The request -
Copy out the records starting at the first line and ending at the line that contains "left=107, top=238, right=258, bottom=263", both included, requests and all. Offset every box coordinate in the answers by -124.

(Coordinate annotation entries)
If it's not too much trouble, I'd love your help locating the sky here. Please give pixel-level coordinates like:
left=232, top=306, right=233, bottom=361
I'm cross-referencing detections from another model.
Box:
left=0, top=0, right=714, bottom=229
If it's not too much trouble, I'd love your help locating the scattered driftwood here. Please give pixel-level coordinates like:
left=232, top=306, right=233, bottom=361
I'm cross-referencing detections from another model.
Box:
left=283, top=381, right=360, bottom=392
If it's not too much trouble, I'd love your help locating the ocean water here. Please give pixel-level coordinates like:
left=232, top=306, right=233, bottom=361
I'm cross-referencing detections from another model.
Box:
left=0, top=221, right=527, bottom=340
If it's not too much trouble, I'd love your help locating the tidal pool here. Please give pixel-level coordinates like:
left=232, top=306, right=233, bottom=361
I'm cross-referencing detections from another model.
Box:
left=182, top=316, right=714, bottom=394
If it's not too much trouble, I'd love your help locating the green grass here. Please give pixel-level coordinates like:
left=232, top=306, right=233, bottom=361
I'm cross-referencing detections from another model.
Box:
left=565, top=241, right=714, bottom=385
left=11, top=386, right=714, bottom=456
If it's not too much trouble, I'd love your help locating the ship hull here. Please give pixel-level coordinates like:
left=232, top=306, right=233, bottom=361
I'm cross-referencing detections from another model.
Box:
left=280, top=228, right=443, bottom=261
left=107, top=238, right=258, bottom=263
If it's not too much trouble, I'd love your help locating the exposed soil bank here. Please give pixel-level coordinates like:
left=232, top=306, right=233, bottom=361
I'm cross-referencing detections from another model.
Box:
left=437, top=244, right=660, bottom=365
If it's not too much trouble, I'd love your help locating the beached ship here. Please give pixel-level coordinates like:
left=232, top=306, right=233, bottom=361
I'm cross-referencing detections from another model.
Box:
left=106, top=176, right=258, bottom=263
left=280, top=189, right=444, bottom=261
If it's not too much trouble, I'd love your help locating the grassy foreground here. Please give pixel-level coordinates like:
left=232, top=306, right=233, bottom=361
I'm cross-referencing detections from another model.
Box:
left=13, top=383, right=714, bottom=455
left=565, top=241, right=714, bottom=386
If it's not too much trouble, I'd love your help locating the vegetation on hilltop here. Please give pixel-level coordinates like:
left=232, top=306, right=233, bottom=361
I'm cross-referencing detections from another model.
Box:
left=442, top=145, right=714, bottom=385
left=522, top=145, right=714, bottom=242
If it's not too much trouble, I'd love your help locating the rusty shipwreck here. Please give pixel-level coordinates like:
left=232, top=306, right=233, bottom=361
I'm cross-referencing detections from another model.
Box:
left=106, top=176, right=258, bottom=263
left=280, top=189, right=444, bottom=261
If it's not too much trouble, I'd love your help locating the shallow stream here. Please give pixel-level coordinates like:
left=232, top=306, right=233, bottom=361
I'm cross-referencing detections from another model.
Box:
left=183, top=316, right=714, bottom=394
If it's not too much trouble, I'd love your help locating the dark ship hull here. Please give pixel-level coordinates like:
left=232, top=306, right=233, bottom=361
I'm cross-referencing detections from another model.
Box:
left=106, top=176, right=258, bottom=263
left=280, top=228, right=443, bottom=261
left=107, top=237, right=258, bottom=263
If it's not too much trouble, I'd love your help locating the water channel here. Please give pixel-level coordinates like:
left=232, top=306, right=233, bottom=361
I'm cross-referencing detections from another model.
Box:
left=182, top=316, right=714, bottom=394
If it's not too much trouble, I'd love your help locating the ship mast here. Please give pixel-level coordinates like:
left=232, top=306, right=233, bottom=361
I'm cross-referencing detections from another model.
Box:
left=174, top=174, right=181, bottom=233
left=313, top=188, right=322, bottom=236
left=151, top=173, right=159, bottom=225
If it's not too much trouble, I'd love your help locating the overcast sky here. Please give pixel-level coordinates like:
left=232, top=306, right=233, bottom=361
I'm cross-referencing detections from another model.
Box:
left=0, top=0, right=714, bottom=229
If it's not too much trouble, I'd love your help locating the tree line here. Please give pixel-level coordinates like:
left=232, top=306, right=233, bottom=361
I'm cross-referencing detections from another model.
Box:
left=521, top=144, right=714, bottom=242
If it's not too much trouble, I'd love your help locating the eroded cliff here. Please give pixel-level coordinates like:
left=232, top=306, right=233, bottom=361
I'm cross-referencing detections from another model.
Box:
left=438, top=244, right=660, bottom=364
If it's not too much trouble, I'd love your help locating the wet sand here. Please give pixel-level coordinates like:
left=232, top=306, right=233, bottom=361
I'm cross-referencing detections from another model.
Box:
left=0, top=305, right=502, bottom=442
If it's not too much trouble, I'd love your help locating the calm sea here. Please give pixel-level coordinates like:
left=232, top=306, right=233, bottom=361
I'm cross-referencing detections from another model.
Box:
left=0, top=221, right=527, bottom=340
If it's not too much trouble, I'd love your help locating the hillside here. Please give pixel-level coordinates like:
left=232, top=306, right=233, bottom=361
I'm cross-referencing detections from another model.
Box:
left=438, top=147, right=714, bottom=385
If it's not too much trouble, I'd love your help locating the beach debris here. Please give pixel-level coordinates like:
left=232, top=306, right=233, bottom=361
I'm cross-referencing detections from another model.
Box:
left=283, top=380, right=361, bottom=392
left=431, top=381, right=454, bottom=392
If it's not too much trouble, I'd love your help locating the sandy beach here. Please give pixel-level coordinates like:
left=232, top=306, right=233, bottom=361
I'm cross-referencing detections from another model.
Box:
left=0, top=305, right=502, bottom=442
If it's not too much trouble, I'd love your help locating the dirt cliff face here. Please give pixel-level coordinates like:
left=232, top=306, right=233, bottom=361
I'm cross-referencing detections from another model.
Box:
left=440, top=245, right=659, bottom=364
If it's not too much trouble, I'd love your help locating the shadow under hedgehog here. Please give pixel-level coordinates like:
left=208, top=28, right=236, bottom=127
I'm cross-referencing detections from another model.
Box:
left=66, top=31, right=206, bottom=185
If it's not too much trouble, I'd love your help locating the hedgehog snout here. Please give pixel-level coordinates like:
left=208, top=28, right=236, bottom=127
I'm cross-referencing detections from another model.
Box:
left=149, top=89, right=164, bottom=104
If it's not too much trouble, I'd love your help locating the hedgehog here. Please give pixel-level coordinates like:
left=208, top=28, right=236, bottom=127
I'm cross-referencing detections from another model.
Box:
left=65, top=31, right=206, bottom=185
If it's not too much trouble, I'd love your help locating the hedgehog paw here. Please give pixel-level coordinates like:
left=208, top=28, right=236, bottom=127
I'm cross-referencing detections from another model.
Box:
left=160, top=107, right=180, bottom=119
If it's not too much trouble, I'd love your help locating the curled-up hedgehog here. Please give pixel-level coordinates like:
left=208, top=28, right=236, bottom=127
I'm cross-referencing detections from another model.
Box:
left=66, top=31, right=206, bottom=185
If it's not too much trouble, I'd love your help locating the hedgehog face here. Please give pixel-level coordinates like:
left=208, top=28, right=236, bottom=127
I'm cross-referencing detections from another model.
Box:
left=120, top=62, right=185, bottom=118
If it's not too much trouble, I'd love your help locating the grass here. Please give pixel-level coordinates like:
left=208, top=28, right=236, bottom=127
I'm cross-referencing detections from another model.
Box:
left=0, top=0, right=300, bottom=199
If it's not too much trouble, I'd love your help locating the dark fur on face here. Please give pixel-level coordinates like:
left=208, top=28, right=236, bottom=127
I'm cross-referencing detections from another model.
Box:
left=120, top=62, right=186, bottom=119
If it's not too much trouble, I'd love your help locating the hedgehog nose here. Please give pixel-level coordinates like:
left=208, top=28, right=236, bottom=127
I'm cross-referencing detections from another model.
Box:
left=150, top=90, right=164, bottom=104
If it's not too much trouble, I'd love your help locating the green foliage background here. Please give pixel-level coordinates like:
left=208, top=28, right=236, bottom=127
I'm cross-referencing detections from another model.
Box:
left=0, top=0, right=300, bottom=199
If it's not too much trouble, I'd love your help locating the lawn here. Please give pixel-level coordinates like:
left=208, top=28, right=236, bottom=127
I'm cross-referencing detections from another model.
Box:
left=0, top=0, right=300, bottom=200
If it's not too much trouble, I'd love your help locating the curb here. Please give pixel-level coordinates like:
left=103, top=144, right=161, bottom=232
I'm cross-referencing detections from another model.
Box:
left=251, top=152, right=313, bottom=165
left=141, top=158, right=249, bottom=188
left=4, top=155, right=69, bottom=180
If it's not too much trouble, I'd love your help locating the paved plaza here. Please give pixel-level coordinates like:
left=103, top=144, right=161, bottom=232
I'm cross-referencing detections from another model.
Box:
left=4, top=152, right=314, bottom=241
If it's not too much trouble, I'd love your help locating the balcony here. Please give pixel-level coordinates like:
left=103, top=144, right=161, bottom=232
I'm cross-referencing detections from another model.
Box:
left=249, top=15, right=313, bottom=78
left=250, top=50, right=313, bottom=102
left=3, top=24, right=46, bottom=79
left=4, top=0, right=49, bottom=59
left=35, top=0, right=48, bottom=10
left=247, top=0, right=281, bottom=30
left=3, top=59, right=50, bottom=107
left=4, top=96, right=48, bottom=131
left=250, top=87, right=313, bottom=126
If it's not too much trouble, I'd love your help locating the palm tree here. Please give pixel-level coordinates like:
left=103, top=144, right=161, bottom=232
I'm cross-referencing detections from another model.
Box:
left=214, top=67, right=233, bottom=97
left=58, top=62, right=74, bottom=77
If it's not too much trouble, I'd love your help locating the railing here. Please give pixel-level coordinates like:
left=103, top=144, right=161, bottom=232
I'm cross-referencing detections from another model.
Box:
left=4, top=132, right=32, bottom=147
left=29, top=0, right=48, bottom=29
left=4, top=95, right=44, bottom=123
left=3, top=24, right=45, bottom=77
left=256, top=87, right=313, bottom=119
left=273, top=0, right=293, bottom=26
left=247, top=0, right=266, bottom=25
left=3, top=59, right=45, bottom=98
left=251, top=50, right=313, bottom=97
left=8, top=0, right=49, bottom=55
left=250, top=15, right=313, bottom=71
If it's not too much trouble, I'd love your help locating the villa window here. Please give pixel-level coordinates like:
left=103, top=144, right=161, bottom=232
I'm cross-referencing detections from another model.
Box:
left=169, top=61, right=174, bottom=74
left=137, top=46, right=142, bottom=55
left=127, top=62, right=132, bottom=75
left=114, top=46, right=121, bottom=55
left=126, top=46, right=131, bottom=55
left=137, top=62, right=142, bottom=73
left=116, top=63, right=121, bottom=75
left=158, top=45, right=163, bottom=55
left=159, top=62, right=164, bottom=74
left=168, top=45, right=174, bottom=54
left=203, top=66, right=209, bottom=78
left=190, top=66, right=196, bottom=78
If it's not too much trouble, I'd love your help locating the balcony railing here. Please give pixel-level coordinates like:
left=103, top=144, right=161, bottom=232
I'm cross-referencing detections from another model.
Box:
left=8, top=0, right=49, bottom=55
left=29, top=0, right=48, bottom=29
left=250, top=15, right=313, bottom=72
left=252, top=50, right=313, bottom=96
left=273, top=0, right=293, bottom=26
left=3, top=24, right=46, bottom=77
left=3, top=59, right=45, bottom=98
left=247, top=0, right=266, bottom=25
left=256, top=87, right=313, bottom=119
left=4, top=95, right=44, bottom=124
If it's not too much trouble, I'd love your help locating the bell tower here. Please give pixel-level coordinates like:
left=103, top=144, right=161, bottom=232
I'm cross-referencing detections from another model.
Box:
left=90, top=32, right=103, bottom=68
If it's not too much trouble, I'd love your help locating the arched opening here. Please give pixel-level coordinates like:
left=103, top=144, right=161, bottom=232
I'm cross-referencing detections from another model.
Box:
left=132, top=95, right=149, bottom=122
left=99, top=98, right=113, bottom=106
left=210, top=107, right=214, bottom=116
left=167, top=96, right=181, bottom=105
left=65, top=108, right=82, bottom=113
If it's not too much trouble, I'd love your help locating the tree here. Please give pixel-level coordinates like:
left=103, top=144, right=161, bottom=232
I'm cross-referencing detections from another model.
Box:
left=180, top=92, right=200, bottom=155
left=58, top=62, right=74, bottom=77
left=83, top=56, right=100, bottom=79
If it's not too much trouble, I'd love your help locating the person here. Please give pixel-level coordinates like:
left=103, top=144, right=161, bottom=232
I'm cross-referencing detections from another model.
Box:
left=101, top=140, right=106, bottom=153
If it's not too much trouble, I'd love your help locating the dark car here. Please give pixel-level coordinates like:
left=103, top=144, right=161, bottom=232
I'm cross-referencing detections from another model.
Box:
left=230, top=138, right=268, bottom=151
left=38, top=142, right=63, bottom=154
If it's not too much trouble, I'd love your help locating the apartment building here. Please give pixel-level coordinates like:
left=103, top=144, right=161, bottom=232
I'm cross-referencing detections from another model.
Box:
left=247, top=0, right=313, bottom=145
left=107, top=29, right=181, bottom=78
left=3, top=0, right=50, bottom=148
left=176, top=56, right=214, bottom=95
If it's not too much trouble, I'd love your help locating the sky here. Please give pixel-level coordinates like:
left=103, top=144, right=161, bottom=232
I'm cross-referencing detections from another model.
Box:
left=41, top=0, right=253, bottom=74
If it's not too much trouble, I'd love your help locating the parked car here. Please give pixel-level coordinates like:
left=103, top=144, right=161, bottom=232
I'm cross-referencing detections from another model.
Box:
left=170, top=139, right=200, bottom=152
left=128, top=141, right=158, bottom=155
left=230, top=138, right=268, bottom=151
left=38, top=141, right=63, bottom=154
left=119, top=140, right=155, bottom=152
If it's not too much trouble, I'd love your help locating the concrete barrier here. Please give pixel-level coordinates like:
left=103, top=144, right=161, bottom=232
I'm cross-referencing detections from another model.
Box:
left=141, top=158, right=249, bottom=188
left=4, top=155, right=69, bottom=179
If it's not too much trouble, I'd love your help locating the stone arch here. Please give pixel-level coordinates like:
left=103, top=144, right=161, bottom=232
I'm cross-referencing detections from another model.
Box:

Solution for this task -
If it's not too much trouble, I'd love your help locating the sky here. Please give pixel-level coordinates like:
left=232, top=306, right=233, bottom=361
I'm cross-referencing detections from another model.
Box:
left=-124, top=-124, right=590, bottom=105
If it's not too much trouble, I'd love your help locating the scattered driftwood here. Please give pixel-level coordinates like:
left=232, top=306, right=233, bottom=361
I'm cross-referencing detections from another model.
Box:
left=159, top=257, right=236, bottom=268
If it's not too much trouble, I'd love your help locating the ocean water here. Please give pixel-level coordinates like:
left=232, top=306, right=233, bottom=361
I'm cross-referencing detections from another model.
Box:
left=-124, top=97, right=403, bottom=216
If it's not too much trouble, I'd love your help locating the tidal pool here. Please give pixel-level coordinates like:
left=232, top=306, right=233, bottom=361
I'm cross-referencing detections from another model.
Box:
left=58, top=192, right=590, bottom=270
If it's not too much trouble, I'd love your help locating the green grass here. Please give pixel-level coordinates like:
left=232, top=306, right=233, bottom=361
I'm cross-referencing detections from another model.
Box:
left=441, top=117, right=590, bottom=261
left=-113, top=262, right=590, bottom=332
If it's not too much trouble, I'd love your help locating the ship hull here. Please give pixel-level coordinates like:
left=232, top=306, right=233, bottom=361
I'm cross-referencing detections from another model.
Box:
left=156, top=104, right=319, bottom=137
left=-17, top=114, right=134, bottom=139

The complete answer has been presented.